_WHAT YOU NEED TO DO_
Select every line of the records below that contains the string "manta", and copy each one. Case counts.

Records from a point labeling set
___
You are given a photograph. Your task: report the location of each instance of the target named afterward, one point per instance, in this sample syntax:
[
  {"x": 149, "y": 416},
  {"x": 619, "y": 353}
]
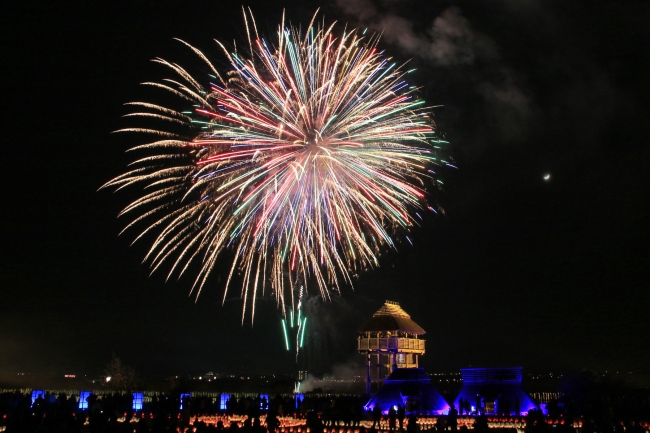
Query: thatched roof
[{"x": 391, "y": 317}]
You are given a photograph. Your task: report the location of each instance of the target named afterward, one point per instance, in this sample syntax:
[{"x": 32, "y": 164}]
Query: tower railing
[{"x": 402, "y": 344}]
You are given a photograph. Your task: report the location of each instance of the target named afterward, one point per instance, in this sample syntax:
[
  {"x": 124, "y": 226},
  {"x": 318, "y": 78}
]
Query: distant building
[
  {"x": 392, "y": 345},
  {"x": 493, "y": 391},
  {"x": 390, "y": 340}
]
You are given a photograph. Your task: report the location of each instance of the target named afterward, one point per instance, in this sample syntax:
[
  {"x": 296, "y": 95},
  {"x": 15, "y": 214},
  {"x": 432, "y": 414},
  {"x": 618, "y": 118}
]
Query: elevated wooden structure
[{"x": 390, "y": 340}]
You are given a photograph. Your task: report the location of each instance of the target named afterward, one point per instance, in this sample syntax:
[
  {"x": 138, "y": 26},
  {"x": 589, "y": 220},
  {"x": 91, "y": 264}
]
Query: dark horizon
[{"x": 547, "y": 274}]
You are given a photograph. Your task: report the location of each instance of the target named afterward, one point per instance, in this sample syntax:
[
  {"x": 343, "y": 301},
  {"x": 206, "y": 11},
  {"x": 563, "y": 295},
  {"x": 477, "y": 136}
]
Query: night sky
[{"x": 519, "y": 271}]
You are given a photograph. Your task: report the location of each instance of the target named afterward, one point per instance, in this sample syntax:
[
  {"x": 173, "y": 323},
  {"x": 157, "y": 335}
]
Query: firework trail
[
  {"x": 295, "y": 322},
  {"x": 305, "y": 159}
]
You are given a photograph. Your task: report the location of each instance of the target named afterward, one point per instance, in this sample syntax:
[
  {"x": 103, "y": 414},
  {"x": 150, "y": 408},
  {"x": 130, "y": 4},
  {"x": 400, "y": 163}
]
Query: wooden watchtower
[{"x": 389, "y": 340}]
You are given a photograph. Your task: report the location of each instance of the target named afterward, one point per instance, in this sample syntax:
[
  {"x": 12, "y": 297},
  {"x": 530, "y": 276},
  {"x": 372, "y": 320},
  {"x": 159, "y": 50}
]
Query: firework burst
[{"x": 305, "y": 159}]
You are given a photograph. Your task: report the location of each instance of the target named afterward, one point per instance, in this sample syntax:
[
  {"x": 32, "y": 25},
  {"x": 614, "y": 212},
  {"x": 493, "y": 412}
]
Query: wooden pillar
[{"x": 368, "y": 372}]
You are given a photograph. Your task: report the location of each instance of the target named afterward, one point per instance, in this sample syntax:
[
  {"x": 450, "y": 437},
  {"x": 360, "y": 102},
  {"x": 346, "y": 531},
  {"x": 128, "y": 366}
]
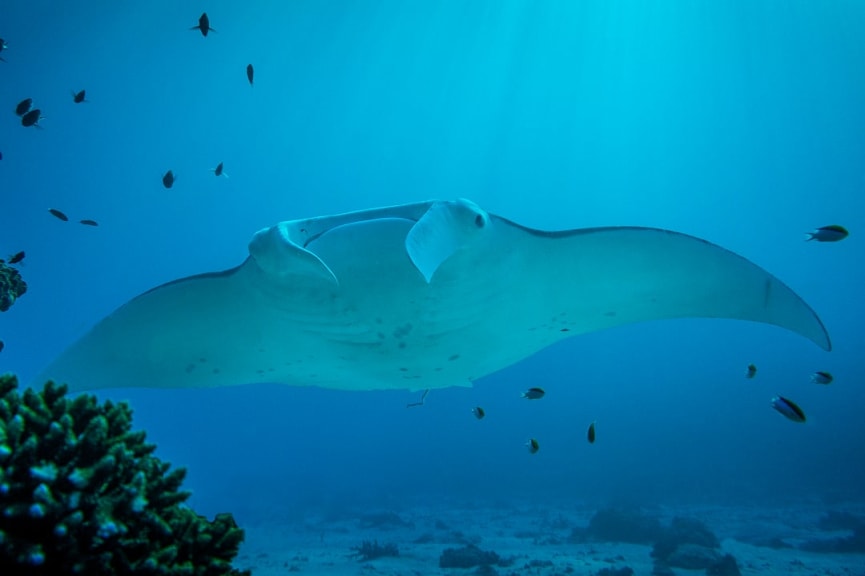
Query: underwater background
[{"x": 741, "y": 122}]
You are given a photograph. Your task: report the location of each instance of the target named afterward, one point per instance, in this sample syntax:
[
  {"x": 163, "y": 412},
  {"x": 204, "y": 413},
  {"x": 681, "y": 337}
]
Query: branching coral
[
  {"x": 11, "y": 286},
  {"x": 81, "y": 493}
]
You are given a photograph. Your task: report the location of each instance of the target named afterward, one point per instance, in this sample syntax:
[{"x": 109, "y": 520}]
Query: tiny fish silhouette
[
  {"x": 32, "y": 118},
  {"x": 832, "y": 233},
  {"x": 58, "y": 214},
  {"x": 24, "y": 106},
  {"x": 822, "y": 377},
  {"x": 203, "y": 25},
  {"x": 218, "y": 171},
  {"x": 788, "y": 408}
]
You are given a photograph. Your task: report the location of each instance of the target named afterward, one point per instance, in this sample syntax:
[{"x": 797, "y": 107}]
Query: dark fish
[
  {"x": 788, "y": 408},
  {"x": 24, "y": 106},
  {"x": 59, "y": 214},
  {"x": 832, "y": 233},
  {"x": 31, "y": 118},
  {"x": 203, "y": 25},
  {"x": 821, "y": 377},
  {"x": 218, "y": 171}
]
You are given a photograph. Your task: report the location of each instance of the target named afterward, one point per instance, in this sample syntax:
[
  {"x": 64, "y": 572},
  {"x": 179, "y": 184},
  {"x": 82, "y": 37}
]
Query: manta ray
[{"x": 416, "y": 296}]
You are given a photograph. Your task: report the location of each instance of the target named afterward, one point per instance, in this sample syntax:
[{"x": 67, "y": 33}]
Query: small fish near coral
[{"x": 415, "y": 288}]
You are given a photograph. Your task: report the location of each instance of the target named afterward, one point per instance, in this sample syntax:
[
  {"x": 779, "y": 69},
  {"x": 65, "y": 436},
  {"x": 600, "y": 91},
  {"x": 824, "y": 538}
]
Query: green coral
[
  {"x": 11, "y": 286},
  {"x": 81, "y": 493}
]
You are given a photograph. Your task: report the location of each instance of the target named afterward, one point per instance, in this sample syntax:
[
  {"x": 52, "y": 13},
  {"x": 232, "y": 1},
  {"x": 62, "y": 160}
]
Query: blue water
[{"x": 739, "y": 122}]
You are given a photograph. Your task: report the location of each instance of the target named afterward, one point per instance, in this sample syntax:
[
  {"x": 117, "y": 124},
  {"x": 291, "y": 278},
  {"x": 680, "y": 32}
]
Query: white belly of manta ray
[{"x": 424, "y": 295}]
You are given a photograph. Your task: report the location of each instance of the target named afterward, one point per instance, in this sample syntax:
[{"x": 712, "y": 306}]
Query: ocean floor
[{"x": 548, "y": 541}]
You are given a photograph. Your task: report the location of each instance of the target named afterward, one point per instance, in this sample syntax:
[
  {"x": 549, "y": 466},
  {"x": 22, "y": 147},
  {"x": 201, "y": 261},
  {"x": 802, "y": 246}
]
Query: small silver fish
[
  {"x": 821, "y": 377},
  {"x": 58, "y": 214},
  {"x": 203, "y": 25},
  {"x": 788, "y": 408},
  {"x": 832, "y": 233},
  {"x": 218, "y": 171},
  {"x": 32, "y": 118},
  {"x": 534, "y": 394}
]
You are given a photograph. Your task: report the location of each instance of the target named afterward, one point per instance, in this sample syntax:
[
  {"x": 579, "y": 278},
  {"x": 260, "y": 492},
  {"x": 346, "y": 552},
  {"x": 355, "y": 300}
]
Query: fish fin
[
  {"x": 445, "y": 228},
  {"x": 280, "y": 256}
]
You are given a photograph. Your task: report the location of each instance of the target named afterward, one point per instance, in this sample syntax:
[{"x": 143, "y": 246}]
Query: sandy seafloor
[{"x": 536, "y": 539}]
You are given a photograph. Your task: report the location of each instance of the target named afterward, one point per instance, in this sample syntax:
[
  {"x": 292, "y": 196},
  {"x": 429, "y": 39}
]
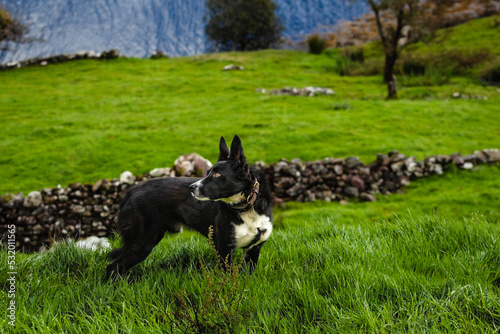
___
_OUTPUT FOR THIS EXERCISE_
Query: manta ray
Query: white belly of manta ray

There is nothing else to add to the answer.